Translate this sentence from the scene recap into Spanish: "While Taye Diggs tries his best not to barf his green drink, Cameron tries to wish his boss the best for the evening."

## Page
▼
While Taye Diggs tries his best not to barf his green drink, Cameron tries to wish his boss the best for the evening.
But Taye Diggs does a very real bad-boss thing, in lambasting Cameron for not knowing that they are about to go back to the office together, which Cameron couldn’t have known but SHOULD HAVE KNOWN.
Cameron is caught off guard, and stammers about whether he should order his boss dinner. But his boss just had his juice man, and wonders what the hell is wrong with Cameron. What the hell is wrong Cameron?
It’s just that, Cameron begins to explain, sometimes his boss ends up wanting dinner. Taye Diggs looks insulted and/or offended and tells Cameron to shut his damn door. We hear a quirky music cue (oboes?) play here ... so I’m going out on a limb and betting this whole green-juice-dinner-situation isn’t quite OVER YET!
▲
## Listing
▼
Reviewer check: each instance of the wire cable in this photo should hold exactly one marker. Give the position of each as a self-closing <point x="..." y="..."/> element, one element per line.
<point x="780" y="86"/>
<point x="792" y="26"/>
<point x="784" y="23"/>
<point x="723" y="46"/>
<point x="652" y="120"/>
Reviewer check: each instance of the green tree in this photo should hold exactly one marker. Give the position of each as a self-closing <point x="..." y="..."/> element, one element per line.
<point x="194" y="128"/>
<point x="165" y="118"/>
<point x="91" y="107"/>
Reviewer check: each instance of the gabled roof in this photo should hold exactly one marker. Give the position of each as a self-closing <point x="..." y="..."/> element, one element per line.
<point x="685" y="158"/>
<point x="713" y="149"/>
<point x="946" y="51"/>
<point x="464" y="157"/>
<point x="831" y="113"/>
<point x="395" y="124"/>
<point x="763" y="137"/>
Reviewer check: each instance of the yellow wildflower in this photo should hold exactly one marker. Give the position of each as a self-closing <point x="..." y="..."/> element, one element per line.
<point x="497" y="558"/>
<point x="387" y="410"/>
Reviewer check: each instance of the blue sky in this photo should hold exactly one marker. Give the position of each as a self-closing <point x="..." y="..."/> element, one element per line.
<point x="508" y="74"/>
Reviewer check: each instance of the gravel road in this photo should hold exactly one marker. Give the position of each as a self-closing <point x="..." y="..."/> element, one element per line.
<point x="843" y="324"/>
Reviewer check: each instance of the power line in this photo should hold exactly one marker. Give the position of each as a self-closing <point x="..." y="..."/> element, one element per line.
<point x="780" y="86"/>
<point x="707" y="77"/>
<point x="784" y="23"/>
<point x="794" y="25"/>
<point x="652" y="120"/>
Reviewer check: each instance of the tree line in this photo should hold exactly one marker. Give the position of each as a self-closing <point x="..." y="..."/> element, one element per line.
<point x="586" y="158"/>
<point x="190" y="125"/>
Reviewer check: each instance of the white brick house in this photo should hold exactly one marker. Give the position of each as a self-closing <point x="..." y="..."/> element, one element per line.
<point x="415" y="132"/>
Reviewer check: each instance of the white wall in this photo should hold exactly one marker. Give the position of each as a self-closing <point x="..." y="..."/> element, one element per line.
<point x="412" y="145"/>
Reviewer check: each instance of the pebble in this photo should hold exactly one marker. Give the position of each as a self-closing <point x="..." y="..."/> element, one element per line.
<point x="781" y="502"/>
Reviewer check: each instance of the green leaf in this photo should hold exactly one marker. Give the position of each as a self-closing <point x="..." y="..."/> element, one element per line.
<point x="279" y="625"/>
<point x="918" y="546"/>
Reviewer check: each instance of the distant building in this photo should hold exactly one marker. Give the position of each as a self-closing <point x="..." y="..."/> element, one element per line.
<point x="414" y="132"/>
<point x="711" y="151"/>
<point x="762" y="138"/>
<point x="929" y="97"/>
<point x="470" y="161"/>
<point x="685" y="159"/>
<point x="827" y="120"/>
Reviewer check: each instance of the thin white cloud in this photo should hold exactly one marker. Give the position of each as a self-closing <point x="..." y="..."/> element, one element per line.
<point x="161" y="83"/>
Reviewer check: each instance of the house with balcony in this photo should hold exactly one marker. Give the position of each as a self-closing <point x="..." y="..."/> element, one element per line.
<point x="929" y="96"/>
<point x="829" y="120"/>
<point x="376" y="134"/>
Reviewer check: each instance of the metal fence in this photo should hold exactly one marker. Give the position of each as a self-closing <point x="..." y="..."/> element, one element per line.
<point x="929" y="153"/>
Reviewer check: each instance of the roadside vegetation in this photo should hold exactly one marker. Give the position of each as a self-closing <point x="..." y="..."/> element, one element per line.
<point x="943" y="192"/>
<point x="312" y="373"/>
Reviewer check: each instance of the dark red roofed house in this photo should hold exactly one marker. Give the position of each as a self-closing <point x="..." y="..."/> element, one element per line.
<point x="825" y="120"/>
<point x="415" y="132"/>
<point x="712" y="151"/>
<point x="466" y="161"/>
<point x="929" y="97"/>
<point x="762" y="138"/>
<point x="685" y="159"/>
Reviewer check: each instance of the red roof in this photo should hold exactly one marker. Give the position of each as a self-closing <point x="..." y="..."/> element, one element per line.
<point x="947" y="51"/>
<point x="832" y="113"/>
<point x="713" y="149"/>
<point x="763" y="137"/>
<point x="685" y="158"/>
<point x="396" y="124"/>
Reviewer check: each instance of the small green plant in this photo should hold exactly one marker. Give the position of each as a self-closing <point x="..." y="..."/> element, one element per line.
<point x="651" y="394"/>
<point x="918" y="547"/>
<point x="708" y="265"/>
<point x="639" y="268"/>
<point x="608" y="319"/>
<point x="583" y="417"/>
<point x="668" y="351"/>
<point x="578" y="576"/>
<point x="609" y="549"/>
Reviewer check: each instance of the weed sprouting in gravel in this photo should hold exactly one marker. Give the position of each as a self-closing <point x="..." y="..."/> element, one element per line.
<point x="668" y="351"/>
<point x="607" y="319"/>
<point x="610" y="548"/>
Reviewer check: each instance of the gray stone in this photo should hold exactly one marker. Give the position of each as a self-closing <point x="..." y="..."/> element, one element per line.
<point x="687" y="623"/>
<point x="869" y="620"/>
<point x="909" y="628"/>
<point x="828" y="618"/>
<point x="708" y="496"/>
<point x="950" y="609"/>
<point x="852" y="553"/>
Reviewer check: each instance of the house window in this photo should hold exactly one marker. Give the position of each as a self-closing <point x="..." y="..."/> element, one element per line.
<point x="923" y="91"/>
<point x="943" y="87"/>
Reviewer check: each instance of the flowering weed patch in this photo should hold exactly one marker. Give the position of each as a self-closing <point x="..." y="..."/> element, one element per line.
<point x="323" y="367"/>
▲
## Output of the task
Mientras Taye Diggs hace todo lo posible por no vomitar su bebida verde, Cameron intenta desearle a su jefe lo mejor para la noche.